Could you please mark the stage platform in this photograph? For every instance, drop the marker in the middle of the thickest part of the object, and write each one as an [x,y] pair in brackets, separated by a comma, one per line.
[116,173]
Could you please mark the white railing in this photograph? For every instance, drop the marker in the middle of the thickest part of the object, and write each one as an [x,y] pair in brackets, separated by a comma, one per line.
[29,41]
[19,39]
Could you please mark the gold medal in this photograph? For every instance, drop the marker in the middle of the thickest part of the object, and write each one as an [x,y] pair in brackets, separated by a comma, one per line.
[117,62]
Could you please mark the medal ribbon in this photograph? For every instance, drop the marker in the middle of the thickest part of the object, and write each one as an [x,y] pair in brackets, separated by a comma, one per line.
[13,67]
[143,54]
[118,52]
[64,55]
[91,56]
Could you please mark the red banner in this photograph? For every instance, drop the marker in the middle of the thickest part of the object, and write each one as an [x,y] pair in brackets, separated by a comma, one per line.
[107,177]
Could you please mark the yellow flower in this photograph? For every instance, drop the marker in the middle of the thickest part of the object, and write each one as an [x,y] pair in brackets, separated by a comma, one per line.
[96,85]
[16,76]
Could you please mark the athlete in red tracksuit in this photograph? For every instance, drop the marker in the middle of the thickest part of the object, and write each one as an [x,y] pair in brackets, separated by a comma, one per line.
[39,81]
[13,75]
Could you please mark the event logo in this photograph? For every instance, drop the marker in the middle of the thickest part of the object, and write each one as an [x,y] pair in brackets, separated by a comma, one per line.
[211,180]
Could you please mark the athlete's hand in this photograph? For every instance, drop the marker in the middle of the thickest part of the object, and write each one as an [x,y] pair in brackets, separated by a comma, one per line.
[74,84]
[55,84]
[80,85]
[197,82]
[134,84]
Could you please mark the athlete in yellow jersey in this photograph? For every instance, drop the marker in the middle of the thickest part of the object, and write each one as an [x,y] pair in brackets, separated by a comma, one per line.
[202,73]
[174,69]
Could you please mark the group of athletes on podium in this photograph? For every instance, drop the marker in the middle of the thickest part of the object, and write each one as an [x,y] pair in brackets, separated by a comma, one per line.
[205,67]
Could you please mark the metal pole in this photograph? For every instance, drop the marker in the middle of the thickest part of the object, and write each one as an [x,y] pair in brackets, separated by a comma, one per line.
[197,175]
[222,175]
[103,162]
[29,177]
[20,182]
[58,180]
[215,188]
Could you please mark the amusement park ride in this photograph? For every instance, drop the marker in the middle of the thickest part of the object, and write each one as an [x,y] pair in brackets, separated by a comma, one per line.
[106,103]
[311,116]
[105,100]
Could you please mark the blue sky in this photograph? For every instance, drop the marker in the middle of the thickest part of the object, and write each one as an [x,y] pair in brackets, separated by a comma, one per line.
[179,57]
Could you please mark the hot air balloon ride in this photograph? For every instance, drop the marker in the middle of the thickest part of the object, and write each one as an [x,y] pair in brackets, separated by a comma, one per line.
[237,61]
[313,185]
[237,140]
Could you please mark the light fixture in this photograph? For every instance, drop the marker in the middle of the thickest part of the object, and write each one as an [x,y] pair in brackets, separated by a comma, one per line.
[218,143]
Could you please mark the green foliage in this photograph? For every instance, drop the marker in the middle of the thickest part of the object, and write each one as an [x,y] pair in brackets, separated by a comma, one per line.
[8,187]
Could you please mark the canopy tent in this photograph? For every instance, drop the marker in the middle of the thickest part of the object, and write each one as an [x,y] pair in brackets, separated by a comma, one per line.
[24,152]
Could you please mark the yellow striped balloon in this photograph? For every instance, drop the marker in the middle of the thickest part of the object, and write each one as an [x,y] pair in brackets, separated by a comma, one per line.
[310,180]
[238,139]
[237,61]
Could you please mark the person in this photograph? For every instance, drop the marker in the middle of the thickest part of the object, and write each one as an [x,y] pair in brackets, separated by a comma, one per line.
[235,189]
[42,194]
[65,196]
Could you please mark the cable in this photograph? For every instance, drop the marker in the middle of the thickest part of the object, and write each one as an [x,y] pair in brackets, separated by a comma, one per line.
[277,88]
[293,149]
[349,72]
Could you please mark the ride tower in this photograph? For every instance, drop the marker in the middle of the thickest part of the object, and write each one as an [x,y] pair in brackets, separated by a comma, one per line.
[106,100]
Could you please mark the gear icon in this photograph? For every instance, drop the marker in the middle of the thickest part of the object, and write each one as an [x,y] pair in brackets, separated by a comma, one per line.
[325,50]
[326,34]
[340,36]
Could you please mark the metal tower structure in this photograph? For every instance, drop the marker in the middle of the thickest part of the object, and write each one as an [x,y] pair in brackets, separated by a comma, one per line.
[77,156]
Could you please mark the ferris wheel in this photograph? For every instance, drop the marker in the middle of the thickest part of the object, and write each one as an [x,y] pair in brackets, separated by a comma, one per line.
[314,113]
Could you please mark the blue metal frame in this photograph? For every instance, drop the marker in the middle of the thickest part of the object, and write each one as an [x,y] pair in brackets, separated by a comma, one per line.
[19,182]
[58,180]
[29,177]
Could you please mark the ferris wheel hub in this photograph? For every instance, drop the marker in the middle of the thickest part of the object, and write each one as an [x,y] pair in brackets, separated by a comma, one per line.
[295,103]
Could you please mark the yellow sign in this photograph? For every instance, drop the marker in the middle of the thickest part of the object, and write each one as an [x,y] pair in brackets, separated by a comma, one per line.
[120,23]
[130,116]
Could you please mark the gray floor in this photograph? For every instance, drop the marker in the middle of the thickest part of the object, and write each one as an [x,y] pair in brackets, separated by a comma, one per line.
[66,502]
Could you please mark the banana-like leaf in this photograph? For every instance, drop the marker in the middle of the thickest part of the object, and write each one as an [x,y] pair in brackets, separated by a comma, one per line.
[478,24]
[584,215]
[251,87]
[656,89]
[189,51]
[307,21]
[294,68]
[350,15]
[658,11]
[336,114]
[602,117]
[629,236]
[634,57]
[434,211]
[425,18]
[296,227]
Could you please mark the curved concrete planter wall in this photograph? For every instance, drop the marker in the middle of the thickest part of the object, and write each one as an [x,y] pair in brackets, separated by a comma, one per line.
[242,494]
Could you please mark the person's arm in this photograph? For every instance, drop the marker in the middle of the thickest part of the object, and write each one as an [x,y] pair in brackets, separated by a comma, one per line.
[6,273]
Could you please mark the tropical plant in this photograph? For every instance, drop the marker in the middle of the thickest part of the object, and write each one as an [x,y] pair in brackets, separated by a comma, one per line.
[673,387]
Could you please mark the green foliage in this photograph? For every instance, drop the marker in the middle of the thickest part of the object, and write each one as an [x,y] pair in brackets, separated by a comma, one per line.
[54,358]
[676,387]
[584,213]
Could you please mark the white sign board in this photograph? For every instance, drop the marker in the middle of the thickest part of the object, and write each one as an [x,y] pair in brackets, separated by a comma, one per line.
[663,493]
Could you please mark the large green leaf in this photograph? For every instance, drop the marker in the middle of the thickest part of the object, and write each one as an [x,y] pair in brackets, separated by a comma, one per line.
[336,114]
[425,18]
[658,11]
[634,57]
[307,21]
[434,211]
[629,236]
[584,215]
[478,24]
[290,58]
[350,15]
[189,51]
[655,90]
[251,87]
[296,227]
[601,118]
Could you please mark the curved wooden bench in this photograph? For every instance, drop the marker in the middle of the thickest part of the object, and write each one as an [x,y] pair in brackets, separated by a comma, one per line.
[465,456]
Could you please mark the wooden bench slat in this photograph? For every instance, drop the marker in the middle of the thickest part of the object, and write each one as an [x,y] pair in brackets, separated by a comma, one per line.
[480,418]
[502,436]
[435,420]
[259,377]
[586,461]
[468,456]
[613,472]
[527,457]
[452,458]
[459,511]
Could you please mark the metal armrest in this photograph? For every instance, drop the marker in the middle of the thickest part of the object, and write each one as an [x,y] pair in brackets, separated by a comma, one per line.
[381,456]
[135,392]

* Problem to work on: Restate word for word the lines from the line containing "Could you please mark the wooden" through the last line of the listing, inclusive, and nothing beyond them.

* Your response:
Could you please mark the wooden bench slat in this photograph? For every instance, drop the marker in the middle of the thickest part of the object, and write each one as an [x,y] pair in brackets, separated by a comma, one per line.
[480,418]
[502,436]
[435,420]
[259,377]
[586,461]
[468,456]
[613,472]
[527,457]
[452,458]
[459,511]
Could you please mark the metal armrest in this photograph? For every instance, drop the marker in the middle of the thickest part of the object, and write each one as an [x,y] pair in brackets, separated by a comma, one per line.
[381,456]
[135,392]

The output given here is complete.